_What you are asked to do_:
Keep every word of the listing and reproduce it exactly, but set aside any image found there.

_Task material_:
# # # # # # #

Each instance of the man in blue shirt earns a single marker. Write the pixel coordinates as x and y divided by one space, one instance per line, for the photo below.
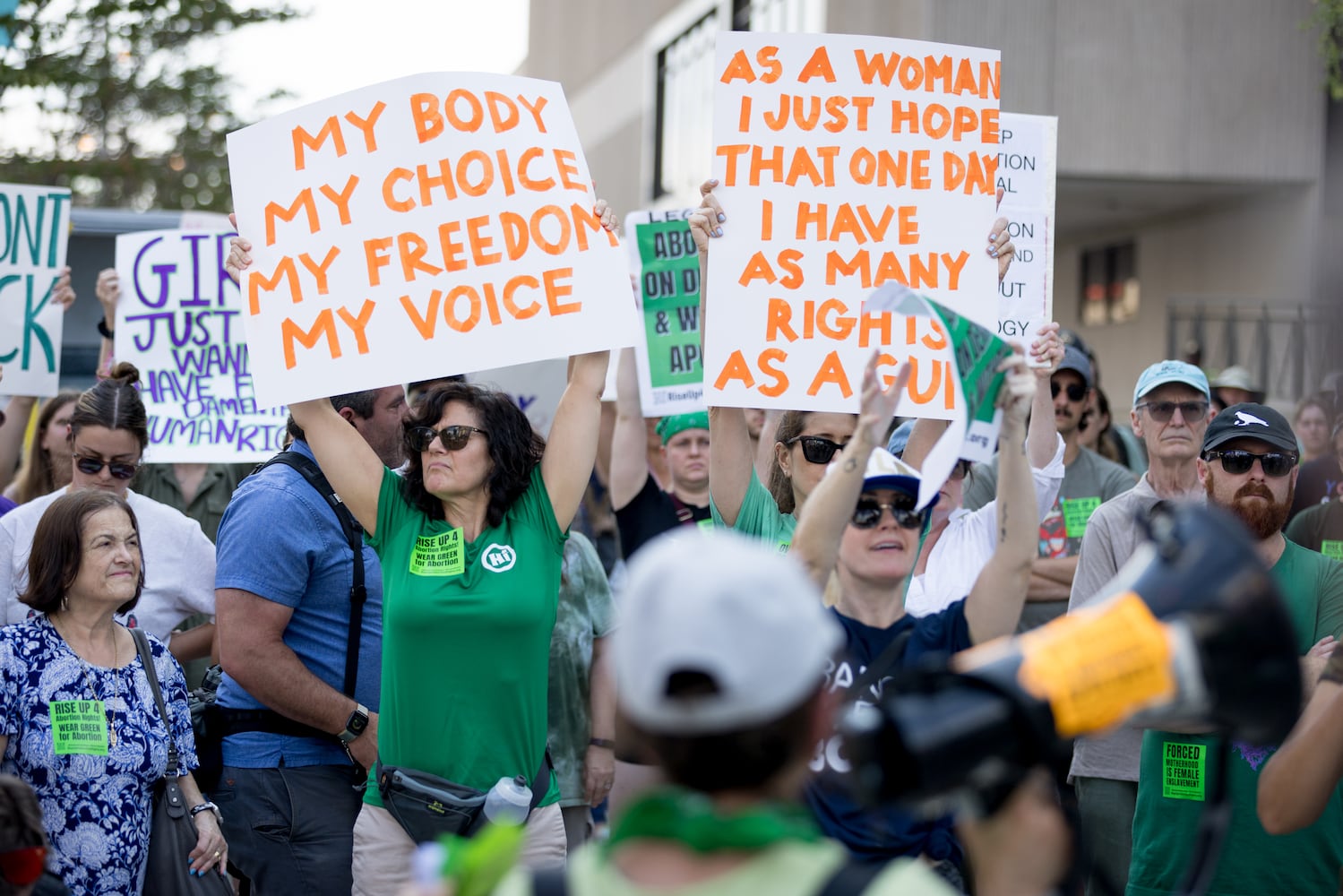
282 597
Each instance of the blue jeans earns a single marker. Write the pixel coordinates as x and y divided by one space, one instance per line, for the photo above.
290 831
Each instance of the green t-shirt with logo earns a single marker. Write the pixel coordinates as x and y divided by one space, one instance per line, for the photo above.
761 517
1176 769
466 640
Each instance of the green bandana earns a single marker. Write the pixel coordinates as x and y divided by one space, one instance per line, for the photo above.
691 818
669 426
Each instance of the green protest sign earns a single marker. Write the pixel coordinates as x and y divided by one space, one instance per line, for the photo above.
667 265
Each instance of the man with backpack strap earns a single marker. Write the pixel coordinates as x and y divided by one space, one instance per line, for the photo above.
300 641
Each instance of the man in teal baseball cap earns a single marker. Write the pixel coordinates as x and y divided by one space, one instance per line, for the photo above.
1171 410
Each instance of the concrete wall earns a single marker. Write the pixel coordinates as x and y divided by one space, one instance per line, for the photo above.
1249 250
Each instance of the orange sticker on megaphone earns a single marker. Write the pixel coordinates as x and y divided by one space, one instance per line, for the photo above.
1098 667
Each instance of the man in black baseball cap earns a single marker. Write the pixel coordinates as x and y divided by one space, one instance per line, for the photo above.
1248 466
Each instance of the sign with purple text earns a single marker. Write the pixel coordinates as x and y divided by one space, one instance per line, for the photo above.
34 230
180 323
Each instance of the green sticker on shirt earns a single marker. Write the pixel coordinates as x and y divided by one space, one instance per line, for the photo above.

# # # # # # #

_Answer_:
Each instance of the man in blue shirt earns a single marker. Write the pixel coordinates as x and y divided by one space, one instance per line, for the photo below.
282 597
Each instance of the blue jeans earns a single marker. Write the pixel coordinates as x and y divided by one space, one instance per line, for the photo above.
290 831
Each instance of the green t-shirt with logo earns a single marker. Write the pixel coordinates as x and y divided by one space, one instance per line, for the photo above.
761 517
1176 769
466 640
Each instance of the green bandana earns a single marker. Write the pixel coordinates as x and y divided by one space, one instance per line, for the photo above.
691 818
669 426
Each instance of the green protest sign earns a single marker. Write the pixel coordinates as x and y divided by one space, one instance per line, for the photo above.
667 265
Each instance of the man with backpack strap earns a single marker. Write the pixel coordinates as x and y divided by one space, one instance per line, for the photo above.
300 641
Each instance of the man in teal baseball cap earns a single marker. Write the pixel coordinates as x and y divided by one space, one instance per line, for the photo above.
1171 410
Each instance of the concrete wall earns a single marker. Write the pixel coordinates as x and y divided by one space, one instance per line, for the photo above.
1249 250
Each instance of the orange sticker on megaphone earns a single marker. Write the pixel coordinates as x and y divided by one space, one instance per line, for the photo above.
1098 667
Each instance of the man in black baseball cap earns a single marker. Write the pixel coordinates as x and y divided by one space, one instance per line, for the photo above.
1248 466
Each instance of the sign with purple text earns a single marker. Write the pixel coordinates as x and y divided by one space, one instance per line, for the photo above.
34 230
180 323
Each instance of the green sticker on shirt earns a single marker. Write the pixel coordinates as x and y divided by one space, one instance per line, for the photo above.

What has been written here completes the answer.